- **Extract provided**
--
All Life Stage Nutrition

NUTRITION FOR ALL LIFE STAGES

WATER

Water is a basic necessity of life. Water constitutes 70-80% of the body mass of an adult dog. As long as you make fresh water available to your dog you need not worry if he is eating dry food or wet food or if he is drinking enough. Your dog will drink the amount of water he needs depending on activity level, temperature, and what he eats as long as it is available.

PROTEIN

Proteins are the source of the 20 amino acids that are the individual building blocks the body needs and uses to grow the body, operate it, and replace anything that gets damaged or wears out. Nine of them are considered “essential” because the body cannot produce them itself and must get them directly from food.

Jillian Kubala, MS, RD in an article for “Healthline” wrote,

“Unlike nonessential amino acids, essential amino acids can’t be made by your body and must be obtained through your diet.The best sources of essential amino acids are animal proteins like meat, eggs and poultry.”

The high quality, most nutritious dog foods have between 30% and 40% protein, and over 90% of that is named animal sourced protein, not protein from plant sources. Many less expensive dog foods use rendered protein from reprocessed euthanized dogs and cats as well as road kill or food waste from markets and

restaurants. Nutritious food will say Chicken meal or Turkey meal, or another named protein meal as their protein source. Chicken meal has 5 times more protein than Chicken because the water and fat has already been removed.

FATS

Fats are the concentrated source of energy and are made up of fatty acids. Fats provide twice the calories compared to protein and carbohydrates. The essential fatty acids that a dog requires in its diet are omega 3 and omega 6 fatty acids.

An adult dog requires 5-15% fat in their daily diet. Fats perform the necessary functions in the body, as they promote the growth of the healthy nervous system and regulate body temperature.

CARBOHYDRATES

Carbohydrates are a combination of starches and sugar that provide glucose for humans. They are not essential for dogs, because dogs can produce glucose from protein in a process called Gluconeogenesis. However, some carbohydrates are necessary to make a dry kibble dog food hold its shape. The carbohydrate should be a low glycemic carb, like cassava root, and not a grain or potato which have a high glycemic rating. Carbs are much less expensive than high quality animal sourced protein and less nutritious foods usually have a higher percentage of carbs versus protein.
--
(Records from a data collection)
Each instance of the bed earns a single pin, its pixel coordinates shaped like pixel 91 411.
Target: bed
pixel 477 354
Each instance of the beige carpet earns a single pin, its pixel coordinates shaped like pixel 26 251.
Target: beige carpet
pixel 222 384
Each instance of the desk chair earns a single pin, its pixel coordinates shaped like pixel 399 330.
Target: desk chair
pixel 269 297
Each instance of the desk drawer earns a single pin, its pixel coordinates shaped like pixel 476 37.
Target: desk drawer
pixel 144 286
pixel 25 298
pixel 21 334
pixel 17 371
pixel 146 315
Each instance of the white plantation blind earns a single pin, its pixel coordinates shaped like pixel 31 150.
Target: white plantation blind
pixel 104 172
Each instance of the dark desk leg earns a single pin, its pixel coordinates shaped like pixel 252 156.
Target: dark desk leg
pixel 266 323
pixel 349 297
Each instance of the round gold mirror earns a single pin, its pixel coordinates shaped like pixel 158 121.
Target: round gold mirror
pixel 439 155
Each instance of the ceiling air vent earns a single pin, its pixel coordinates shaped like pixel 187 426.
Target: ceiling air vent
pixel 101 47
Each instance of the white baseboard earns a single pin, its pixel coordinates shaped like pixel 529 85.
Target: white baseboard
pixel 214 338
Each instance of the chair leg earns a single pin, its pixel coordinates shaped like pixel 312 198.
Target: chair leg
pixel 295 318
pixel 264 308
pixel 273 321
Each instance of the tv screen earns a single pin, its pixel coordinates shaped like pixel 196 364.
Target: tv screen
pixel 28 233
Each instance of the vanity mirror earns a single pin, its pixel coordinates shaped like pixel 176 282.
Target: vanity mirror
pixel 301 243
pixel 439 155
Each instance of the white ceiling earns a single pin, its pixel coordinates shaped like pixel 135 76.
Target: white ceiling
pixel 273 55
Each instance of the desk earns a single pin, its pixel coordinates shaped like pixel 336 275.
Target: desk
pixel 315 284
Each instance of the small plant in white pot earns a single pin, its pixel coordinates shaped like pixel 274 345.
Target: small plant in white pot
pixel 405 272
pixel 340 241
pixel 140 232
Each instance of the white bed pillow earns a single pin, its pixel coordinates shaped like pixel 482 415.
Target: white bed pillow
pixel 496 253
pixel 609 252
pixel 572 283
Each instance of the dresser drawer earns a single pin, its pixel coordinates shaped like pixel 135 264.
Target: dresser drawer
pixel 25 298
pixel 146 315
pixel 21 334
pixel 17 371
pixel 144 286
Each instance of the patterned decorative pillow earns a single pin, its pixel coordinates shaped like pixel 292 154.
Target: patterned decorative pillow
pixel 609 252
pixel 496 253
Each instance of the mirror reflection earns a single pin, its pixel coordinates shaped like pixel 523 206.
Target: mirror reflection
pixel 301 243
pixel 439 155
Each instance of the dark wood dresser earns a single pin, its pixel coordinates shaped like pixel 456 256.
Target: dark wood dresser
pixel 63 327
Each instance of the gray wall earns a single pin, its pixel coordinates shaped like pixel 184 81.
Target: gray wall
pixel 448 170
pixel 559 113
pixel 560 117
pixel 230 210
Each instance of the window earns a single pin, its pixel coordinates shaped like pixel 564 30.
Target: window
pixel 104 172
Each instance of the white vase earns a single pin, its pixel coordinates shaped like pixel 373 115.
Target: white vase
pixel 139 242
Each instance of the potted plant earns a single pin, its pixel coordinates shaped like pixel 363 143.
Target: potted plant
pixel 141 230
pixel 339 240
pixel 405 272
--
- **Complete the following**
A: In the dog nutrition text, what share of an adult dog's body mass is water?
B: Continue the text on dog nutrition after its last sentence.

- **Exercise responses**
A: 70-80%

B:
VITAMINS AND MINERALS

Vitamins are the organic molecules that a body needs to grow and develop properly. Basically, vitamins are needed in small amounts to maintain proper body function. There are 13 basic vitamins that are

necessary for the diet, and these vitamins are A, E, D, K, B1, B2, B6, and B12. Vitamins play many important roles: they stimulate the immune system, balance calcium, and phosphorous levels, and serve as antioxidants.

Minerals are chemical elements that are necessary to perform various functions in the body. Animals cannot prepare minerals in their bodies and need them from external sources. There are two types of minerals: macro minerals and micro minerals. The macro minerals are (calcium, magnesium, phosphorus, potassium, sodium, chloride)

The essential micro minerals are (iodine, manganese, iron, copper, zinc, selenium). Both types of minerals are important to dogs, but higher amounts of macro minerals are required than micro minerals.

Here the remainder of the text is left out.